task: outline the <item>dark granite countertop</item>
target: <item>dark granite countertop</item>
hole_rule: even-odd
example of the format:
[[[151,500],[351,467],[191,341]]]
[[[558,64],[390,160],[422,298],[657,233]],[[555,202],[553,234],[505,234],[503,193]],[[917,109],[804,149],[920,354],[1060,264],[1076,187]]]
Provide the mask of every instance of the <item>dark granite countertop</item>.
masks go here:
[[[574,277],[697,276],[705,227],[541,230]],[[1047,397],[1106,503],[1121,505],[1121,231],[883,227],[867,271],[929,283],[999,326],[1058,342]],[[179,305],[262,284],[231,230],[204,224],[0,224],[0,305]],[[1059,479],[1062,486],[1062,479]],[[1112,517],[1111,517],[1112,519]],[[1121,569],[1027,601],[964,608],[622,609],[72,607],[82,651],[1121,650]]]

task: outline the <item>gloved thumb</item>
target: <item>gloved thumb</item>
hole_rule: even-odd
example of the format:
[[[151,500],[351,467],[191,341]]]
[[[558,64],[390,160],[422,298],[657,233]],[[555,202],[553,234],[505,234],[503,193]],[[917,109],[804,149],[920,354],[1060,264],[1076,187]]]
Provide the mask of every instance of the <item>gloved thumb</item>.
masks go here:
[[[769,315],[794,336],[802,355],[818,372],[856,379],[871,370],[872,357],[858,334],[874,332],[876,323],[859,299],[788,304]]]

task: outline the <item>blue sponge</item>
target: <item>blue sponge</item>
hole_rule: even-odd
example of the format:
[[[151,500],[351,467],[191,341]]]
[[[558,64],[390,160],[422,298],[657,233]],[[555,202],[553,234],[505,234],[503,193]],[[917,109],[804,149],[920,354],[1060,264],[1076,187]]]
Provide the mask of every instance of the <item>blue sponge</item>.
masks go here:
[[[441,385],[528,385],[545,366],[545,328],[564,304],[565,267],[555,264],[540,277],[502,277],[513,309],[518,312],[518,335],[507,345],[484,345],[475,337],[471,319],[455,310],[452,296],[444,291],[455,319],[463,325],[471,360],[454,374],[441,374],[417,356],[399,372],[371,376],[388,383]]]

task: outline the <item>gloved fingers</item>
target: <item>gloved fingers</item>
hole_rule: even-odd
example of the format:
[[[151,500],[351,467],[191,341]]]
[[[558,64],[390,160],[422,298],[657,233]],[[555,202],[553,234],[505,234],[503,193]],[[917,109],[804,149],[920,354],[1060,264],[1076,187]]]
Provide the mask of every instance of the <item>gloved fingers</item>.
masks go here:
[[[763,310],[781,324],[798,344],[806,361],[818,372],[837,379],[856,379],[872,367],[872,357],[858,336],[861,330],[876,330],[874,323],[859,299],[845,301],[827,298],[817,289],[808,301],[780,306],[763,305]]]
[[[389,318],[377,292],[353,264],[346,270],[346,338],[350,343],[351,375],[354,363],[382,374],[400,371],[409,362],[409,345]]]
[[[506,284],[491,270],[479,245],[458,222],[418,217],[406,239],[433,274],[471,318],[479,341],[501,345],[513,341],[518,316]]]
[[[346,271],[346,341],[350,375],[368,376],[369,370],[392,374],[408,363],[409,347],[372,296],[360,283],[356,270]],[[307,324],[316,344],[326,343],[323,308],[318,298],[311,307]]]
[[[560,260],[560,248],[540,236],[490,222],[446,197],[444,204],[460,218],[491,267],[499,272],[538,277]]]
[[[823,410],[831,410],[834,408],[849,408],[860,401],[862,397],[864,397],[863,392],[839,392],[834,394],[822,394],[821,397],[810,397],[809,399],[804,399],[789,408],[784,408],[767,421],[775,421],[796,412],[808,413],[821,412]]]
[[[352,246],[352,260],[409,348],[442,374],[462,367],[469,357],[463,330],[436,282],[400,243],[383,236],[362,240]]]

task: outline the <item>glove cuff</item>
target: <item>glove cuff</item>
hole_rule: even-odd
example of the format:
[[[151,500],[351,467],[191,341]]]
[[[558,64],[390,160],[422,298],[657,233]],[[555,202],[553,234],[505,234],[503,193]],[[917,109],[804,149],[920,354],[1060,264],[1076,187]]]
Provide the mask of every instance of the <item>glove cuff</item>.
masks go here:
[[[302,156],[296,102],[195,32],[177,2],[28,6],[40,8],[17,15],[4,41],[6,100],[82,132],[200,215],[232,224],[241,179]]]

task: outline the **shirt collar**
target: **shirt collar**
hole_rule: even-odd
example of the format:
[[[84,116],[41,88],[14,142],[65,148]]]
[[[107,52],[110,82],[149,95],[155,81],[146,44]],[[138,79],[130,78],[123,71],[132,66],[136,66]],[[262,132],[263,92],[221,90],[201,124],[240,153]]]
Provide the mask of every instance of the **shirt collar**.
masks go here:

= = = =

● **Short problem**
Print the listing above in its entirety, with every line exact.

● **The response**
task: outline the <item>dark granite countertop</item>
target: <item>dark granite countertop</item>
hole_rule: even-odd
example of the format:
[[[151,500],[351,467],[191,341]]]
[[[558,64],[390,160],[422,298],[657,233]],[[555,202],[553,234],[505,234],[503,193]],[[917,109],[804,149],[920,354],[1060,264],[1076,187]]]
Provide the mask of every instance of the <item>dark granite countertop</item>.
masks go here:
[[[574,277],[697,276],[705,227],[541,230]],[[1047,397],[1106,503],[1121,505],[1121,231],[883,227],[867,271],[929,283],[999,326],[1058,342]],[[179,305],[262,284],[231,230],[204,224],[0,224],[0,305]],[[1059,479],[1062,486],[1062,479]],[[1112,517],[1111,517],[1112,519]],[[1121,569],[1027,601],[964,608],[622,609],[72,607],[82,651],[1121,650]]]

task: outline the <item>gloved thumb</item>
target: <item>gloved thumb</item>
hole_rule: even-odd
example of the format:
[[[151,500],[351,467],[191,341]]]
[[[558,64],[390,160],[422,298],[657,233]],[[555,202],[553,234],[505,234],[503,193]],[[917,109],[804,149],[920,354],[1060,264],[1076,187]]]
Provide the mask of every instance of the <item>gloved thumb</item>.
masks go here:
[[[769,315],[794,336],[802,355],[818,372],[856,379],[871,370],[872,357],[858,334],[874,332],[876,323],[859,299],[788,304]]]

task: outline the <item>blue sponge</item>
target: <item>blue sponge</item>
hole_rule: even-odd
example of the format:
[[[151,500],[351,467],[191,341]]]
[[[558,64],[390,160],[422,298],[657,233]],[[555,202],[553,234],[505,234],[503,193]],[[917,109],[804,149],[920,354],[1060,264],[1076,187]]]
Provide the mask of every instance of the <item>blue sponge</item>.
masks go here:
[[[441,385],[528,385],[545,366],[545,328],[564,304],[565,267],[555,264],[540,277],[502,277],[513,309],[518,312],[518,335],[507,345],[484,345],[475,337],[471,319],[455,310],[452,296],[444,291],[455,319],[463,325],[471,360],[454,374],[441,374],[417,356],[399,372],[371,376],[388,383]]]

task: outline the <item>gloved fingers</item>
target: <item>gloved fingers</item>
hole_rule: even-odd
example of the format:
[[[151,500],[351,467],[191,341]]]
[[[558,64],[390,160],[422,298],[657,233]],[[555,202],[553,234],[505,234],[503,193]],[[917,109],[804,149],[920,354],[1060,264],[1076,187]]]
Provide the mask of every instance of the <item>gloved fingers</item>.
masks go here:
[[[763,310],[781,324],[798,344],[806,361],[818,372],[837,379],[856,379],[872,367],[872,357],[858,336],[861,330],[876,330],[874,323],[859,299],[845,301],[827,298],[817,289],[808,301],[780,306],[763,305]]]
[[[389,318],[377,292],[353,264],[346,270],[346,338],[350,343],[351,375],[354,363],[382,374],[400,371],[409,362],[409,345]]]
[[[506,284],[491,270],[479,245],[458,222],[418,217],[406,239],[433,274],[471,318],[479,341],[501,345],[513,341],[518,316]]]
[[[346,271],[346,341],[350,375],[368,376],[369,370],[392,374],[408,363],[409,347],[372,296],[360,283],[356,270]],[[307,324],[316,344],[326,343],[323,308],[318,298],[311,307]]]
[[[560,260],[560,248],[540,236],[490,222],[446,197],[444,204],[460,218],[491,267],[499,272],[538,277]]]
[[[823,410],[831,410],[834,408],[849,408],[860,401],[862,397],[864,397],[863,392],[839,392],[834,394],[822,394],[821,397],[810,397],[809,399],[804,399],[789,408],[784,408],[767,421],[775,421],[796,412],[808,413],[821,412]]]
[[[352,246],[352,260],[409,348],[442,374],[462,367],[469,357],[463,330],[436,282],[400,243],[383,236],[362,240]]]

task: outline the <item>glove cuff</item>
target: <item>glove cuff</item>
hole_rule: even-odd
example of the format:
[[[151,500],[351,467],[191,341]]]
[[[558,64],[390,160],[422,298],[657,233]],[[555,202],[553,234],[505,234],[503,193]],[[917,109],[804,149],[920,354],[1060,264],[1076,187]]]
Provide the mask of every instance of the <item>glove cuff</item>.
masks go here:
[[[302,156],[296,102],[195,32],[177,2],[28,6],[40,8],[17,15],[4,41],[6,100],[82,132],[200,215],[232,224],[241,179]]]

task: outline the **shirt collar**
target: **shirt collar**
hole_rule: even-odd
example of the format:
[[[84,116],[41,88],[14,142],[65,148]]]
[[[107,52],[110,82],[149,95],[155,81],[146,44]],[[138,79],[130,78],[123,71],[132,66],[136,66]],[[262,132],[263,92],[221,90],[201,124],[240,153]]]
Provide the mask of every instance of the **shirt collar**.
masks go here:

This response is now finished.